Given instruction: Render the items below as a JSON list of strings with one string per line, skipping blank lines. Begin at the line that contains "Would you mind marking the stained" and continue through the last line of the items.

Data provided:
* Start *

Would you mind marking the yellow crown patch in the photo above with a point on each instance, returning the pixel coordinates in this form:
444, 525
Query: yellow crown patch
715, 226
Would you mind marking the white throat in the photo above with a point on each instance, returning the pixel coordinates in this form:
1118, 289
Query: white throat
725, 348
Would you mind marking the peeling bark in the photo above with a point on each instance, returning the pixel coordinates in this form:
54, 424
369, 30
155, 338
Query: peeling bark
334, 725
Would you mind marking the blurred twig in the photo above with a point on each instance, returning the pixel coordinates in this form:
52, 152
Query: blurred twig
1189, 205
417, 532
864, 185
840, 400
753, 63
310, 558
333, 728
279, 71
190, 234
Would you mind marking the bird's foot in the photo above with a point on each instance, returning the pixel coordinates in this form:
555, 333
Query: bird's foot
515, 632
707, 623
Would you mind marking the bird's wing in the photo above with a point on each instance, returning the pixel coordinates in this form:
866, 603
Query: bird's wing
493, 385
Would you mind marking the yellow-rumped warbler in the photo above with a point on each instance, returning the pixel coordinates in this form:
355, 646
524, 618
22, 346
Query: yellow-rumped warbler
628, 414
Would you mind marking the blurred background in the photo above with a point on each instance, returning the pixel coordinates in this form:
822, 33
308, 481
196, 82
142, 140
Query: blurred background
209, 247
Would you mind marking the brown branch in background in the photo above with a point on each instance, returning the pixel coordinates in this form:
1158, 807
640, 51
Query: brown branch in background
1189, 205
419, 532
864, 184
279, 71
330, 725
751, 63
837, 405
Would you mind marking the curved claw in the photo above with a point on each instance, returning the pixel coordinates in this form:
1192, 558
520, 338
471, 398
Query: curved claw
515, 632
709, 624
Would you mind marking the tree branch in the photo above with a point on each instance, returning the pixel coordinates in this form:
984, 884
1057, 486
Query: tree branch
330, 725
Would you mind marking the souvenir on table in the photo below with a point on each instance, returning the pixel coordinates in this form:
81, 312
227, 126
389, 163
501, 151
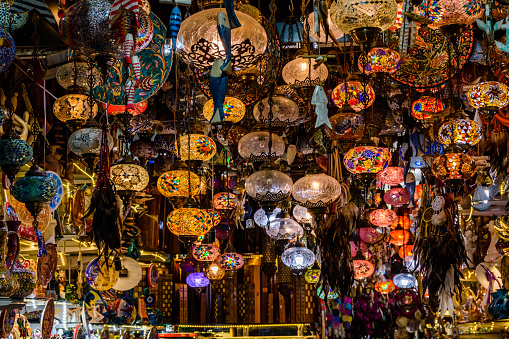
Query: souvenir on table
155, 66
48, 315
101, 274
426, 64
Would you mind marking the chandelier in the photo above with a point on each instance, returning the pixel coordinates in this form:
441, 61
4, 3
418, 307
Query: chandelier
233, 108
200, 45
268, 186
298, 257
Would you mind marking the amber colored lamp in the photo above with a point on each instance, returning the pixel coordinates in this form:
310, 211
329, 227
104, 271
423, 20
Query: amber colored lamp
385, 287
233, 108
358, 95
195, 147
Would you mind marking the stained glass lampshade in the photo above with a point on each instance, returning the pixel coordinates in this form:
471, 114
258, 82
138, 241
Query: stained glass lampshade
139, 107
200, 44
205, 252
254, 147
285, 112
316, 189
347, 125
231, 261
489, 95
453, 166
405, 280
301, 214
357, 94
427, 108
382, 217
233, 108
14, 152
214, 272
379, 60
189, 221
76, 74
284, 228
224, 201
260, 216
197, 280
268, 186
35, 190
392, 176
195, 147
460, 132
385, 287
446, 12
298, 257
73, 108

* End *

Task response:
[
  "Would you mind marking the stained glass lampshade in the photo above with a point on each instance, returning the pixel coordinates in this form:",
  "471, 114",
  "258, 82",
  "138, 241",
  "Query: stained glass lampshade",
  "139, 107",
  "200, 44",
  "205, 252",
  "254, 147",
  "285, 112",
  "316, 189",
  "347, 125",
  "231, 261",
  "489, 95",
  "453, 166",
  "405, 280",
  "301, 214",
  "357, 94",
  "427, 108",
  "382, 217",
  "233, 108",
  "14, 152",
  "214, 272",
  "379, 60",
  "189, 221",
  "76, 74",
  "284, 228",
  "224, 201",
  "260, 216",
  "197, 280",
  "268, 186",
  "35, 190",
  "392, 176",
  "195, 147",
  "460, 132",
  "385, 287",
  "446, 12",
  "298, 257",
  "73, 108"
]